__TASK INPUT__:
## start

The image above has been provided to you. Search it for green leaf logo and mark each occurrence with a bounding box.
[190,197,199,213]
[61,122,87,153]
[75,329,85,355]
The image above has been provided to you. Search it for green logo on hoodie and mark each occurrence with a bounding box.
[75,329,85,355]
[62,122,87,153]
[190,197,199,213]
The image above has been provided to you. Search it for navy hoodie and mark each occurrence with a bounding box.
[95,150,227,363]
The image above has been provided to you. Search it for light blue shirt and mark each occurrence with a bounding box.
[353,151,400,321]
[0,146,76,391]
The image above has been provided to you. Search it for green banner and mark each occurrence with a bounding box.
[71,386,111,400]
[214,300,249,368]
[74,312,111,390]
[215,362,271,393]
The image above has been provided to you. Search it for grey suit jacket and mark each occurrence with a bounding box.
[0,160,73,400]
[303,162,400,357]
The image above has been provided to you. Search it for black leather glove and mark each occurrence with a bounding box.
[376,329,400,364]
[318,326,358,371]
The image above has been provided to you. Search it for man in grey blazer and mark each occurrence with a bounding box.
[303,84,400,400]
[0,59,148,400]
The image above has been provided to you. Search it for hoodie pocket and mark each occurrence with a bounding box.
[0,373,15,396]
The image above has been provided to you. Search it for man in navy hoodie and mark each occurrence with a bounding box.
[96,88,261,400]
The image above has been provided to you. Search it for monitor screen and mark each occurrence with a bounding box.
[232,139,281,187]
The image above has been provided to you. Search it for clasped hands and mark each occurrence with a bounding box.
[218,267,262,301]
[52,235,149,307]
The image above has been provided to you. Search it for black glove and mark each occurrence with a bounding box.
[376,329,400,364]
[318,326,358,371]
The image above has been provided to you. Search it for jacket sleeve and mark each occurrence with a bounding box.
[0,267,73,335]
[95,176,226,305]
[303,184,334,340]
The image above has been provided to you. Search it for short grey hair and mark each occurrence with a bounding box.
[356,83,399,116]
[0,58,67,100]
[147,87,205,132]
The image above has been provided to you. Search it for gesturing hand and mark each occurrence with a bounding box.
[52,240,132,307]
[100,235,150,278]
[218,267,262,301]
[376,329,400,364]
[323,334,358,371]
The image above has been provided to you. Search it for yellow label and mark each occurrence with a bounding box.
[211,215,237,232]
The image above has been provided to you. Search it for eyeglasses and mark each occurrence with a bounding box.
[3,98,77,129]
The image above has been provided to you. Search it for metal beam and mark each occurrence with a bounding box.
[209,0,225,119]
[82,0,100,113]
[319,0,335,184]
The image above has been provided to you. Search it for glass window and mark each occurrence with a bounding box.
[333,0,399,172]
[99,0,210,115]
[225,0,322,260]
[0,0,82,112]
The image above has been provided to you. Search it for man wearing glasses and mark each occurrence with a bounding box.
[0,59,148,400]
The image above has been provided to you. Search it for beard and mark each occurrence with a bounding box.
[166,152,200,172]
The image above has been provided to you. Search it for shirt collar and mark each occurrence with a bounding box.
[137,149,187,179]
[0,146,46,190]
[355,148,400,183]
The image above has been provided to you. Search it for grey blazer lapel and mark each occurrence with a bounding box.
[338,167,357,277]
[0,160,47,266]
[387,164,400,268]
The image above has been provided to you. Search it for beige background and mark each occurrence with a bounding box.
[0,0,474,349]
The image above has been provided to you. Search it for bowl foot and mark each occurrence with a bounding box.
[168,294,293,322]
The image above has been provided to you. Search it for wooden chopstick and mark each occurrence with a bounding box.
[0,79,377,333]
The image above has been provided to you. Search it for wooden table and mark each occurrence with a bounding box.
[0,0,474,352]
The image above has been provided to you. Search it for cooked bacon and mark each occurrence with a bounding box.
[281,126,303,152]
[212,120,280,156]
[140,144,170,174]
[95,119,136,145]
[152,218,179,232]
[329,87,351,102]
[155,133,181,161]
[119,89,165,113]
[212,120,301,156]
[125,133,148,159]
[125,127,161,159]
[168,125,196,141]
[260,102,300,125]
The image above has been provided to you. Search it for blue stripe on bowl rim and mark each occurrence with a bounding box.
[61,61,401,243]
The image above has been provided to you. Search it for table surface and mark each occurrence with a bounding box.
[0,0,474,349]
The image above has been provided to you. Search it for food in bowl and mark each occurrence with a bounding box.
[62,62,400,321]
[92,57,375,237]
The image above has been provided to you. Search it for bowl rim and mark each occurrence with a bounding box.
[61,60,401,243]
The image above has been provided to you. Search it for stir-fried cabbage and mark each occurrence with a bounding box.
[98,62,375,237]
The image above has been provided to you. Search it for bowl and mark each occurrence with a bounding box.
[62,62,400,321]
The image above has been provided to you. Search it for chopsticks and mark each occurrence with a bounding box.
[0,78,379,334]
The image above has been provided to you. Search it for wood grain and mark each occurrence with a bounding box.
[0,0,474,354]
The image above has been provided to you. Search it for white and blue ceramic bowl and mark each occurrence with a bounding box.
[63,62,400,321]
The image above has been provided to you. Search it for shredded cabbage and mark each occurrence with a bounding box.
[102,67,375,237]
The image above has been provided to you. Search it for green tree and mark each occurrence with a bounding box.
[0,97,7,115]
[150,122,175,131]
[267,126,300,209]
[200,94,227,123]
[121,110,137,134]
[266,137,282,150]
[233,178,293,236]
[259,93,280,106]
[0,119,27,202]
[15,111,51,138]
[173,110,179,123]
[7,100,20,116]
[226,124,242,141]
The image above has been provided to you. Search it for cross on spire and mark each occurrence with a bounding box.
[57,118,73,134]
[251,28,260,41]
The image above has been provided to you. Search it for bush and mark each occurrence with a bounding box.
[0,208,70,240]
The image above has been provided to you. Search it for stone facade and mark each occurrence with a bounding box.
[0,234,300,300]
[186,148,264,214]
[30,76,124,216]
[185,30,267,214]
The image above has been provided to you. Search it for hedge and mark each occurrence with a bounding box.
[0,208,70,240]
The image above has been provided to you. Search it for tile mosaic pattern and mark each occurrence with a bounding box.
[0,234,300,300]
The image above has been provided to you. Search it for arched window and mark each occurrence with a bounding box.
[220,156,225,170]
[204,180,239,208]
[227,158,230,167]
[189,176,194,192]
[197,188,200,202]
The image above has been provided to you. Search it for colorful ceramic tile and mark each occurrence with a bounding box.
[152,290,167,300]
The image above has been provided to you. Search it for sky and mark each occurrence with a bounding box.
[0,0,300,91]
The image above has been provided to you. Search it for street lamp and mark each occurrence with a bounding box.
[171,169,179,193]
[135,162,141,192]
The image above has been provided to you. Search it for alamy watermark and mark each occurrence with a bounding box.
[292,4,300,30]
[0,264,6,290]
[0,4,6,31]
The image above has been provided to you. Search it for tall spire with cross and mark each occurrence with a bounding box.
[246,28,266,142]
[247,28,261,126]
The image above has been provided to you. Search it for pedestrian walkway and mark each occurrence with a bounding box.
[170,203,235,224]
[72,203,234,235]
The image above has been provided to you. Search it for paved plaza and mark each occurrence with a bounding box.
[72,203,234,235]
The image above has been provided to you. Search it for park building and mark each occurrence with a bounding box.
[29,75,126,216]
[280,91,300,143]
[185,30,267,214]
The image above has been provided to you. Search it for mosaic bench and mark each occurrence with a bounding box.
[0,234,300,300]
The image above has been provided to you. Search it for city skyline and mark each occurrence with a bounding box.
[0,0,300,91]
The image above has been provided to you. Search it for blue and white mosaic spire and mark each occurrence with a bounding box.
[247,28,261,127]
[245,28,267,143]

## end
## start

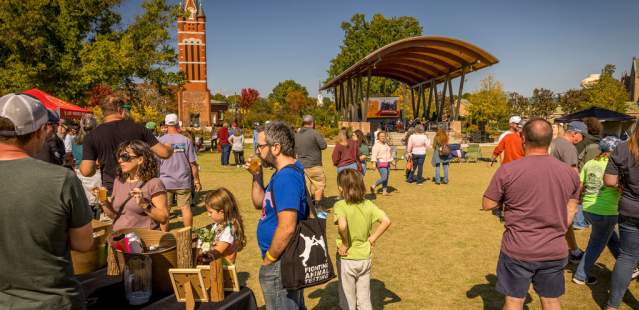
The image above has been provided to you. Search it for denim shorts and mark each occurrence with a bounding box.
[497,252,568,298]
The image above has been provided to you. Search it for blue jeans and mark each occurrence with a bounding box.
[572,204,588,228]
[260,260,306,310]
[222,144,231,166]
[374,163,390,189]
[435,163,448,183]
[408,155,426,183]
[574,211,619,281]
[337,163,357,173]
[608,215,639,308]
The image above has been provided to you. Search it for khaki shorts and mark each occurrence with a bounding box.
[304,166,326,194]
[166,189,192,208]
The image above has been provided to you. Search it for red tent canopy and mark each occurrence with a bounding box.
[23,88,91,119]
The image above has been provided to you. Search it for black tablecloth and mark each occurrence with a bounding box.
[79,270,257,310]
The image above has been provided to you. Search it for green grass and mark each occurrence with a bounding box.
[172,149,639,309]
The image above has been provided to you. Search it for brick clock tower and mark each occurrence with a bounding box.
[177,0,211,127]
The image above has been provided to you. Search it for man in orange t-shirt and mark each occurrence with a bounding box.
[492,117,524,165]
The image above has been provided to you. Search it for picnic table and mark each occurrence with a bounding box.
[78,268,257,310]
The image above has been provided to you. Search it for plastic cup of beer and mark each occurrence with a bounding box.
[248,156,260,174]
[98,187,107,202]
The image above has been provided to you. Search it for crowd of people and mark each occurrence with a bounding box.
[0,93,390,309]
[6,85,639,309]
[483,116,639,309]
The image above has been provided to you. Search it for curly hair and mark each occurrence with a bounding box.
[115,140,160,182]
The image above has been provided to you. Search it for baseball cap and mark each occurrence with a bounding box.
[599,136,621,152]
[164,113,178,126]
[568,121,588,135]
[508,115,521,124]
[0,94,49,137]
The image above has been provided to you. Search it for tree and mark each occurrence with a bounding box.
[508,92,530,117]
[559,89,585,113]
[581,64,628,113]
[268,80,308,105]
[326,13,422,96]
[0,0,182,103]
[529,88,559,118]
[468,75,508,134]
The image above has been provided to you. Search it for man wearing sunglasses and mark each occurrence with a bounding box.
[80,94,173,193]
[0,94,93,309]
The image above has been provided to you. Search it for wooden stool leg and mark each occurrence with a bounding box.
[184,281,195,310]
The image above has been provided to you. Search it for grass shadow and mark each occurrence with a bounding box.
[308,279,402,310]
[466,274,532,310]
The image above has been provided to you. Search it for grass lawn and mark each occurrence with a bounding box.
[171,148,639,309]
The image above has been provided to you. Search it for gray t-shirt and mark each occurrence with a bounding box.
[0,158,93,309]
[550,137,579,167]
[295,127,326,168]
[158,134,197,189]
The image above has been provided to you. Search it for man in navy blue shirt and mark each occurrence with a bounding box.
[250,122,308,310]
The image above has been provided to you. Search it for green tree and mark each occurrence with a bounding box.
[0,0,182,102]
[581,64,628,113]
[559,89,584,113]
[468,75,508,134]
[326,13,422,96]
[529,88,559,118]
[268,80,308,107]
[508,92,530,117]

## end
## start

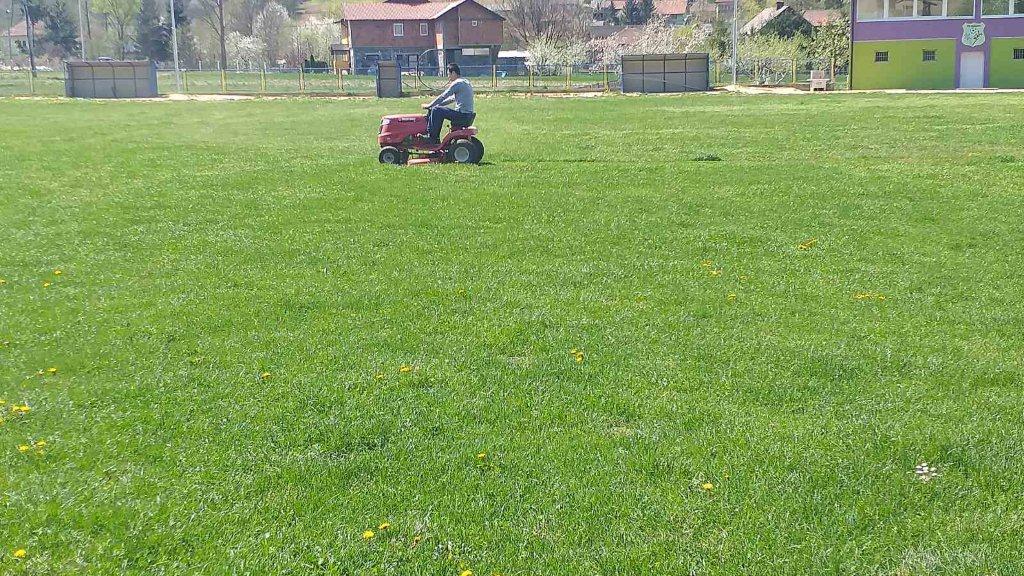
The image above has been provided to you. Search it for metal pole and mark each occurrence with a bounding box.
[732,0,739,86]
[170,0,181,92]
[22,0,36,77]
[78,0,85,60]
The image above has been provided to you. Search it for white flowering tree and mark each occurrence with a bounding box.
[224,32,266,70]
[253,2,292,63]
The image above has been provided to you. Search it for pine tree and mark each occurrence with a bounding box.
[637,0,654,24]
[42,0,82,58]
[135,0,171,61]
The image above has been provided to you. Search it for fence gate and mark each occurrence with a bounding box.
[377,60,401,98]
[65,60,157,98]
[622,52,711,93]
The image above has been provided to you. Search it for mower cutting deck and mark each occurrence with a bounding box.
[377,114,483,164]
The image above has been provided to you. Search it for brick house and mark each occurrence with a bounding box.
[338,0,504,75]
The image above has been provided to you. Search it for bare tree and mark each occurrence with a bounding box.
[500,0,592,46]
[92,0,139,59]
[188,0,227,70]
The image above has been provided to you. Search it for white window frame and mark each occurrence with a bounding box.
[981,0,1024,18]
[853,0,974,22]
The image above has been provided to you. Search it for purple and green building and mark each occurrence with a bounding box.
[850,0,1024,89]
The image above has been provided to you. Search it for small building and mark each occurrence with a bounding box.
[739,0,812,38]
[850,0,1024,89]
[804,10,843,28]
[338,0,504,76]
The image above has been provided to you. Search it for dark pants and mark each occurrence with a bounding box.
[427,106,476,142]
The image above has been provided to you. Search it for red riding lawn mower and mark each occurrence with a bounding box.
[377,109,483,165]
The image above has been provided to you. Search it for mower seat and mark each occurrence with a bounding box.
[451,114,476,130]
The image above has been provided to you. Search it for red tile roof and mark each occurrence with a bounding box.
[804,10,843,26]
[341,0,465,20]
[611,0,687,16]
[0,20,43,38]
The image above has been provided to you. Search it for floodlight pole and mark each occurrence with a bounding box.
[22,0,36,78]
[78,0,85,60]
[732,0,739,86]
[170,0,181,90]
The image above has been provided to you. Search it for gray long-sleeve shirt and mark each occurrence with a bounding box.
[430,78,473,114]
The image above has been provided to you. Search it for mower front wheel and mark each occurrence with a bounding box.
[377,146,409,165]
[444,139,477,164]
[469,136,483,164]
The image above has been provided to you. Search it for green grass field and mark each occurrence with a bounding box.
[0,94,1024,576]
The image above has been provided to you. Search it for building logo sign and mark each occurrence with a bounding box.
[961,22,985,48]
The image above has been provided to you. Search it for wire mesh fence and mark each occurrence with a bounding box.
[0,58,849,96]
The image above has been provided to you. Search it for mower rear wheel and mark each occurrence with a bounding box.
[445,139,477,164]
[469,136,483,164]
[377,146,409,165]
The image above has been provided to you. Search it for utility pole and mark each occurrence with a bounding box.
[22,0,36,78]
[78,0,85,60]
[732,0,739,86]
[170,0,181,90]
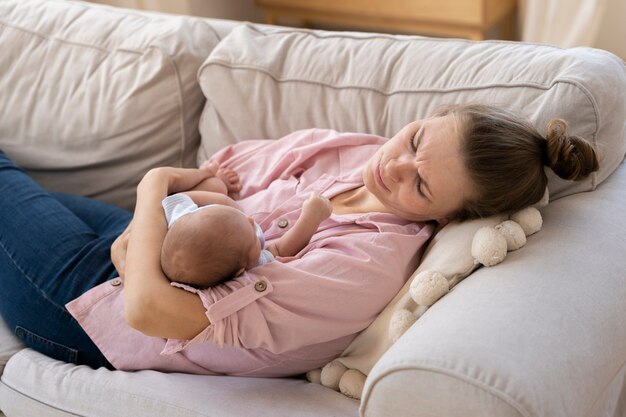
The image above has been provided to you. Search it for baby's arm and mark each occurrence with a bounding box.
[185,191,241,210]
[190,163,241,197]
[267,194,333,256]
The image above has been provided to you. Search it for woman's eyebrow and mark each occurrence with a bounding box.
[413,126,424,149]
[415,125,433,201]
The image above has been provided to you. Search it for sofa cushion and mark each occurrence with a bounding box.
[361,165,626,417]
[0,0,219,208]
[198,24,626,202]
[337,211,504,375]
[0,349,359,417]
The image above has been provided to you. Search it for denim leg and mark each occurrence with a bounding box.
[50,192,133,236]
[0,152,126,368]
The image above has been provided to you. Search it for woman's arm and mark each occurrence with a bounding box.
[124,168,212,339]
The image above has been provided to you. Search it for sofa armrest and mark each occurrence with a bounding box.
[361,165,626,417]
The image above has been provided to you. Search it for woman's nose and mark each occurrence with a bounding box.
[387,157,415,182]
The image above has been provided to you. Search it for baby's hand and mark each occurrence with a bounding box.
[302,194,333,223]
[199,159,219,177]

## end

__TO BE DONE__:
Copy word for word the lines of the data above between the line containing "it for stir-fried" and the line containing "[102,67,375,237]", inclusive.

__EXERCISE SOLUTION__:
The image above has been provided to you. Search it for stir-fried cabbage and mark each occurrence with a bounding box.
[98,62,375,237]
The image above has been provided to you. Search it for bowl and mark each occurrence with a bounding box.
[62,62,400,321]
The image above has been provided to you. Search it for chopsticks and mark each occurrence with a bounding box.
[0,78,379,334]
The image above has been provided to you. Search it for wood grain and mark each occurrence with a bounding box.
[0,0,474,354]
The image above has been provided to you. Search it for white and blue ceramic bowl and mark each occurrence with a bounding box.
[63,62,400,321]
The image above has been provided to you. Search it for shredded cabbage and mark each occurrence with a bounding box.
[102,67,375,237]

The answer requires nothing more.